**DOCUMENT SEGMENT:**
Q&A with Kim Jackson: 2020’s Person of the Year

Every year, Georgia Voice honors one brave LGBTQ Atlantan who’s changing the landscape for LGBTQ people and making a difference. This year, the honor goes to State Senator Kim Jackson.

Jackson is a history maker. In the November election, she became the first out LGBTQ person ever to be elected to the Georgia Senate. Nationwide, she’s the third black lesbian to serve in a state Senate. A graduate of Emory’s Candler School of Theology, she is an Episcopal priest known for her activism on behalf of criminal justice reform — particularly for the abolition of the death penalty — and in support of unhoused Atlantans, among many other causes. We sat down with Jackson to discuss her plans for using the next two years of her term to enact racial and social justice.

Quotes have been edited for length and clarity.

 

Could [we] start by talking about some of your objectives for the next two years? 

I came with a deep commitment to criminal justice reform — I’ve been doing that work for the last ten years, and I will continue to do that in the Senate. I am deeply committed to making sure we lower our prison population, especially since we are one of those states with the highest number of people under state supervision in the nation. I also come with a grave concern for public education and wanting to make sure our public schools are fully funded. I don’t just mean funding the formula, the GDE, that’s older than I am, but actually fully funding public education with a new formula that’s updated based on where we are now.

 

Why [do you believe it is] so important that the state [abolish] the death penalty?

There are a few reasons.

**DATASET:**
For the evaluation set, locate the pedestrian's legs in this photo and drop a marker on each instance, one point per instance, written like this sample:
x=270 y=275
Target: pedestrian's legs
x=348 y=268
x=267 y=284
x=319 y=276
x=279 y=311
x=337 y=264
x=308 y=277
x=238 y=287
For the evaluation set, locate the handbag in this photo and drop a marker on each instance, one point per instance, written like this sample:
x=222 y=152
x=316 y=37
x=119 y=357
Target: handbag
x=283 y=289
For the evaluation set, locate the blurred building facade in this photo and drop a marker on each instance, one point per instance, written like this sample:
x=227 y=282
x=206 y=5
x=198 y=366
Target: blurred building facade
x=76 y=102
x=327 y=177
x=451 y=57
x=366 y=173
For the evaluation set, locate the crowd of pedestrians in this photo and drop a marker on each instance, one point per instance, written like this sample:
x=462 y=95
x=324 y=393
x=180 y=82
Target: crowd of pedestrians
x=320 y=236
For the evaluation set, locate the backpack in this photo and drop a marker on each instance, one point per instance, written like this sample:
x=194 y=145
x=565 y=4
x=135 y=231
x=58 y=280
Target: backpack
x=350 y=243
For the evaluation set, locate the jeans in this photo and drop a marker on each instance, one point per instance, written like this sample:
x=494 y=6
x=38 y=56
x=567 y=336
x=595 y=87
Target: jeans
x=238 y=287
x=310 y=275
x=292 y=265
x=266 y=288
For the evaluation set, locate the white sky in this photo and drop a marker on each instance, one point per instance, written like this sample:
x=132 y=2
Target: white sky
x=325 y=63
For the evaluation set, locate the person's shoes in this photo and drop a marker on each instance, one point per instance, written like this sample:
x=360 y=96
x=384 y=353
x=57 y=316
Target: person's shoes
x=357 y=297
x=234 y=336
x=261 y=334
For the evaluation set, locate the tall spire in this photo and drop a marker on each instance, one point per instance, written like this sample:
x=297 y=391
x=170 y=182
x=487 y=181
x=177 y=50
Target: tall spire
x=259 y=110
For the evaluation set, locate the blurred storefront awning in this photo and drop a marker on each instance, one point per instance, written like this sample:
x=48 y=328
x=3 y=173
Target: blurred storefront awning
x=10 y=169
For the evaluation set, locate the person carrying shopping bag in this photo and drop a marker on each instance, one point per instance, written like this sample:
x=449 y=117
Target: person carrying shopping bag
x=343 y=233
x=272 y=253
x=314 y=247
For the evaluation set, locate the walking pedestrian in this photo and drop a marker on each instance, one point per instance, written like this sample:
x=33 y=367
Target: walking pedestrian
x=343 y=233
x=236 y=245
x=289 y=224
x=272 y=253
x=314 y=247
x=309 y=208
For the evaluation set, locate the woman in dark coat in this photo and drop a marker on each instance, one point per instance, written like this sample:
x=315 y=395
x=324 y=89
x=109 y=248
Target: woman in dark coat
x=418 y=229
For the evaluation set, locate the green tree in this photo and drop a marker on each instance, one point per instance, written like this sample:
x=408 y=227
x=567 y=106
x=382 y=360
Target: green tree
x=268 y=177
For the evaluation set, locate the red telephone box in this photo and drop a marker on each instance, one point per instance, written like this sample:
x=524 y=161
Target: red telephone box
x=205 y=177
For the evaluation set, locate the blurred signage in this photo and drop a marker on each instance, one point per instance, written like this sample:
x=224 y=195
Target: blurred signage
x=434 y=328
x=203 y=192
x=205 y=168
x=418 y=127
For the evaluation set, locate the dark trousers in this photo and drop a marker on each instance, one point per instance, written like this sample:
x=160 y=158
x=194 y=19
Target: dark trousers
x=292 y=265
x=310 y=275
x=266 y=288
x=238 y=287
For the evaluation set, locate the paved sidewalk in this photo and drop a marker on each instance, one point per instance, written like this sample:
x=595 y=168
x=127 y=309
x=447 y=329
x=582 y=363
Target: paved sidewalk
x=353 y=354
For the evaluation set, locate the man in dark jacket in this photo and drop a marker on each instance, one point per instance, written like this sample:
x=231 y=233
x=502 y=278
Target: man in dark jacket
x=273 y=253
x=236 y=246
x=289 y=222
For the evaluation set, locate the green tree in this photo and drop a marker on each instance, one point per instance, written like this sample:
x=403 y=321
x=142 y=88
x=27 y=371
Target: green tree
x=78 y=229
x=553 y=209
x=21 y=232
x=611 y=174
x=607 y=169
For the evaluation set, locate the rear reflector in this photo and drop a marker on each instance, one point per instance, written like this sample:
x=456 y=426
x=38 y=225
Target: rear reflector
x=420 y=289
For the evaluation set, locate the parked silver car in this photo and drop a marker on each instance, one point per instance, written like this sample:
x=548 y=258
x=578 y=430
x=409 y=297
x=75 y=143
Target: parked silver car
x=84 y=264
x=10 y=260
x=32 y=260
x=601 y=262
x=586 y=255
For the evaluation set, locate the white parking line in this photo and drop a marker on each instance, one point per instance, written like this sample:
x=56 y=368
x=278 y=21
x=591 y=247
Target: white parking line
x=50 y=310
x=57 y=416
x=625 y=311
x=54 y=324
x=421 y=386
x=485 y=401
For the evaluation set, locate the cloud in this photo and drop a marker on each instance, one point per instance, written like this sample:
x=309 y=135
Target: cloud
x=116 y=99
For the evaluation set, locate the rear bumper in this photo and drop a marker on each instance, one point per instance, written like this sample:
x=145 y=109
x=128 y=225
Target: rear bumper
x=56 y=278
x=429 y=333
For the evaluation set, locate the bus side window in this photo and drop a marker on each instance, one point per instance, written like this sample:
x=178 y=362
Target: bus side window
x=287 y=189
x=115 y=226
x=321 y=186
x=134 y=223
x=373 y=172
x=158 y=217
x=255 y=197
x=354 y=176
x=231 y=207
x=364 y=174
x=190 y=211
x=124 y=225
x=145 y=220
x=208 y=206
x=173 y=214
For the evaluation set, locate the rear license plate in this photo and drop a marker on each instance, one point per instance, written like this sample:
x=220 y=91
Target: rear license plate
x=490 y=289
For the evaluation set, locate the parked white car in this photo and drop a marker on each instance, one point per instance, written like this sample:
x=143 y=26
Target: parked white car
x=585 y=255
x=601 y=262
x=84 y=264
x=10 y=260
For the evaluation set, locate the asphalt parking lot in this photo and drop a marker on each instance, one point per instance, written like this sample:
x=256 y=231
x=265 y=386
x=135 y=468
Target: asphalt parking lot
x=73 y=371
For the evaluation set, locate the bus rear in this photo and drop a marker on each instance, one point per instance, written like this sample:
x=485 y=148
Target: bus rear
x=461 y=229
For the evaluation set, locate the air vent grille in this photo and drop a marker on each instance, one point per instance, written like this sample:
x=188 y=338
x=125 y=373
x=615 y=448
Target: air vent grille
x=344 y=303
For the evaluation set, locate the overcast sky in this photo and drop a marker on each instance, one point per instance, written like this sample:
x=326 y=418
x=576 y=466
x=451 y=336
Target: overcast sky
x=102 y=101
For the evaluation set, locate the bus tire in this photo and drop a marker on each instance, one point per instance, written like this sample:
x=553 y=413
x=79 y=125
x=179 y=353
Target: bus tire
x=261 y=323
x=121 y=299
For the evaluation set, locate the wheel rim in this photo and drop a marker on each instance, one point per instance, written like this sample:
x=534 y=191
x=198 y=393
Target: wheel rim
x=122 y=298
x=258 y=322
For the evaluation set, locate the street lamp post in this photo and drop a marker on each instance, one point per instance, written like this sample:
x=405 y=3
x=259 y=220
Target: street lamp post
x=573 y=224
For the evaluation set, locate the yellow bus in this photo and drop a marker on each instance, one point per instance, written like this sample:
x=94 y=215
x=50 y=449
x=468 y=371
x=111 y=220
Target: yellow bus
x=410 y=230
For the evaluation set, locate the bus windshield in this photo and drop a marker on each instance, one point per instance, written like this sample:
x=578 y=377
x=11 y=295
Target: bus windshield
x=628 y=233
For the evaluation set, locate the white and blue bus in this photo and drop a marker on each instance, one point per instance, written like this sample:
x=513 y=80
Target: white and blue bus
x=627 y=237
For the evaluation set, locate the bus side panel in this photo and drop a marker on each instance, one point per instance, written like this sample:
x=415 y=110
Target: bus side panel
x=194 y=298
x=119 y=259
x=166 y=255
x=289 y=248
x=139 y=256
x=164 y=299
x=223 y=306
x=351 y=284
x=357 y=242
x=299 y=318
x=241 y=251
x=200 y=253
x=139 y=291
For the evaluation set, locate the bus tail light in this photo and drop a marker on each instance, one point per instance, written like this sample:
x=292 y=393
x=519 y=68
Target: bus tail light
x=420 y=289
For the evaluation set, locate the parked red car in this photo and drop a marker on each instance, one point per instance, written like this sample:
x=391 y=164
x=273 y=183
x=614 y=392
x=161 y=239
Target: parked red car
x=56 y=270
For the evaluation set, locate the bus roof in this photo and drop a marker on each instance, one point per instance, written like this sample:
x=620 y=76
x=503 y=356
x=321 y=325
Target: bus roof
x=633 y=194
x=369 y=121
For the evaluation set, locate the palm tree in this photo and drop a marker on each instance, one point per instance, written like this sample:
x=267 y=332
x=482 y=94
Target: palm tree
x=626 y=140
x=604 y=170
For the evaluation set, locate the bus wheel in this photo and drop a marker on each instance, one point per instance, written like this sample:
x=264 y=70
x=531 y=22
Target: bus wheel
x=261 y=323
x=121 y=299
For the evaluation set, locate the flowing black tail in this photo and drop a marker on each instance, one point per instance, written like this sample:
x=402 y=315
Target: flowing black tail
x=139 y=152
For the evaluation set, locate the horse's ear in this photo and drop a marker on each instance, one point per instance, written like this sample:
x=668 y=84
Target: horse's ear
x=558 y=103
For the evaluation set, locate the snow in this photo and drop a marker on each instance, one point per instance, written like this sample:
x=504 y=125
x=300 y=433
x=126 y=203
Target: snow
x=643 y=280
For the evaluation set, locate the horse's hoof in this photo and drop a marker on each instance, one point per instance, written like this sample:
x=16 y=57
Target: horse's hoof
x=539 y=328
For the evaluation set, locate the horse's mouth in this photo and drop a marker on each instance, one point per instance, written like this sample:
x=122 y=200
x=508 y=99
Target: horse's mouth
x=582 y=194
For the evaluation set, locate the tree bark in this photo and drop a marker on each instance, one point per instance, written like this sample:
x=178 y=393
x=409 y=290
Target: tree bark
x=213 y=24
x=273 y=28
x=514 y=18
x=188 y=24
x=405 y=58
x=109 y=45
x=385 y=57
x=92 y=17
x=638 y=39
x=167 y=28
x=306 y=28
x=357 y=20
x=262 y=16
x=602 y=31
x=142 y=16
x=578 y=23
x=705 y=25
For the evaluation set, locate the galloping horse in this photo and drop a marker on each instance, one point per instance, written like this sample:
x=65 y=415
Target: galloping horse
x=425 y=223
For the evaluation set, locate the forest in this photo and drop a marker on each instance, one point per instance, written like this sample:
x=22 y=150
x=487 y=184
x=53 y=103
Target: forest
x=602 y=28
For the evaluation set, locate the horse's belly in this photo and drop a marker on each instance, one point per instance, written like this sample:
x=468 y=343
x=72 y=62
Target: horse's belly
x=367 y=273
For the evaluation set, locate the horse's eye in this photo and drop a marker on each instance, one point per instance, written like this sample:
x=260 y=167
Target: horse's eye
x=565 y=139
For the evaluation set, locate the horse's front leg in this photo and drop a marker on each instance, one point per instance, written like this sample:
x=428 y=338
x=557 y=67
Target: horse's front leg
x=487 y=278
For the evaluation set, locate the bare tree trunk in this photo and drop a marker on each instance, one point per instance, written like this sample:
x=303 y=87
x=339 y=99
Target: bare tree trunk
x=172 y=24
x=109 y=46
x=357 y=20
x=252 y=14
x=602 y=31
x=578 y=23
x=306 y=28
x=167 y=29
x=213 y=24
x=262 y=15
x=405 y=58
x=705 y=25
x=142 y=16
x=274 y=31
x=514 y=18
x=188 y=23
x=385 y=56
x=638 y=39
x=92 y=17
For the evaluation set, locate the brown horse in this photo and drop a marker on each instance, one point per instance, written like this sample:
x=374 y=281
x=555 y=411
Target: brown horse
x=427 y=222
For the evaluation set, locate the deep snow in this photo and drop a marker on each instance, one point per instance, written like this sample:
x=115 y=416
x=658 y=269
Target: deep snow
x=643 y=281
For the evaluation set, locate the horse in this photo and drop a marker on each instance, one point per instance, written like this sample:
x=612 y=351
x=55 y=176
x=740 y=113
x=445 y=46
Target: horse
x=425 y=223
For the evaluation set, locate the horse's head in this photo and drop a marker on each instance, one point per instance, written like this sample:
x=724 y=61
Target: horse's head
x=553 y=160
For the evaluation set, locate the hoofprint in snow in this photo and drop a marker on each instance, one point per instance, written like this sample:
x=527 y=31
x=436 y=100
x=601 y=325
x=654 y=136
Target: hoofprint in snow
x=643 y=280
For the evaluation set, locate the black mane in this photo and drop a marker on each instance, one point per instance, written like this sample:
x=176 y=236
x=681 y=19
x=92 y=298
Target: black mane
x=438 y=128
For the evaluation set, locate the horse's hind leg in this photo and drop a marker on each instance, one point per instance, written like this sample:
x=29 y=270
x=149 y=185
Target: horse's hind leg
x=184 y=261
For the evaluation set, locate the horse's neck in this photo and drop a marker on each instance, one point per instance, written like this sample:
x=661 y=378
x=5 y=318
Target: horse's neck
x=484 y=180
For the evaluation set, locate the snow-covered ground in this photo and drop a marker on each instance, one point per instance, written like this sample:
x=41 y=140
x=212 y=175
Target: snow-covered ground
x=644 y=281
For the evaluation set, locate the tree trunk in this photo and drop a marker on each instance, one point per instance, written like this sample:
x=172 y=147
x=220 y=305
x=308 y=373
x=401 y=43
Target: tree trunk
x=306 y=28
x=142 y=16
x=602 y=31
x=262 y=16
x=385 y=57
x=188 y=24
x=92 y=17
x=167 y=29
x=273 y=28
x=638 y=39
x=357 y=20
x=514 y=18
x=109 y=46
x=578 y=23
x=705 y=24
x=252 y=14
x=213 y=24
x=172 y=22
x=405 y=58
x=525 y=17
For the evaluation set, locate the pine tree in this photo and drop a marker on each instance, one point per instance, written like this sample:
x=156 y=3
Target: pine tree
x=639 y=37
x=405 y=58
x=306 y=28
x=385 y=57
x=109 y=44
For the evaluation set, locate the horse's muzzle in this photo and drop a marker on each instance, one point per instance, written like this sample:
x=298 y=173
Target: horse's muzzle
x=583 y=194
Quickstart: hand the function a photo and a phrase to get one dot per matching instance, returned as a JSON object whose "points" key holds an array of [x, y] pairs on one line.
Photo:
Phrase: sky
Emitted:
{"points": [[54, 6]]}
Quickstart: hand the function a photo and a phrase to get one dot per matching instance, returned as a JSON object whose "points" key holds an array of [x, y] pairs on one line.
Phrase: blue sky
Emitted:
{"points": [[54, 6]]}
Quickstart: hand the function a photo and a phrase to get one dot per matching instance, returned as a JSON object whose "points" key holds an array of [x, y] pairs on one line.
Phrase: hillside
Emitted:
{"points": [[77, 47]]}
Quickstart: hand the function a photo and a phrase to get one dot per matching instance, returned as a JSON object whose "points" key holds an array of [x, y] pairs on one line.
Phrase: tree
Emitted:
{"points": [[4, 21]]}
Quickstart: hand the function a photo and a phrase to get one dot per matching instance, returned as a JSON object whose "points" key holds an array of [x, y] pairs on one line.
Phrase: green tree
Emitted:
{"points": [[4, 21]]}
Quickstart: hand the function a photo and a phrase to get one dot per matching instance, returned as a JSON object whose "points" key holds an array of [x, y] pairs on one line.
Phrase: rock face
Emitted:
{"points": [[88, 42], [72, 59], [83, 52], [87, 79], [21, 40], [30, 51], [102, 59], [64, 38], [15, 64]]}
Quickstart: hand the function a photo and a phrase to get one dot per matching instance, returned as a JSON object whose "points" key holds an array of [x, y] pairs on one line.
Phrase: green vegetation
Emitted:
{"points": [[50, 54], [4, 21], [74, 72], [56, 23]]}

**WHAT THIS EXERCISE ASKS:**
1) Answer these questions using the Kim Jackson interview.
(a) In which election did Jackson become the first out LGBTQ person elected to the Georgia Senate?
(b) From which school is Jackson a graduate?
(c) For how many years has Jackson been doing criminal justice reform work?
2) Copy, word for word, the part of the Kim Jackson interview that opens with the words containing "Q&A with Kim" and closes with "Senator Kim Jackson.".

**ANSWER LIST:**
1)
(a) The November election.
(b) Emory's Candler School of Theology.
(c) Ten years.

2)
Q&A with Kim Jackson: 2020’s Person of the Year

Every year, Georgia Voice honors one brave LGBTQ Atlantan who’s changing the landscape for LGBTQ people and making a difference. This year, the honor goes to State Senator Kim Jackson.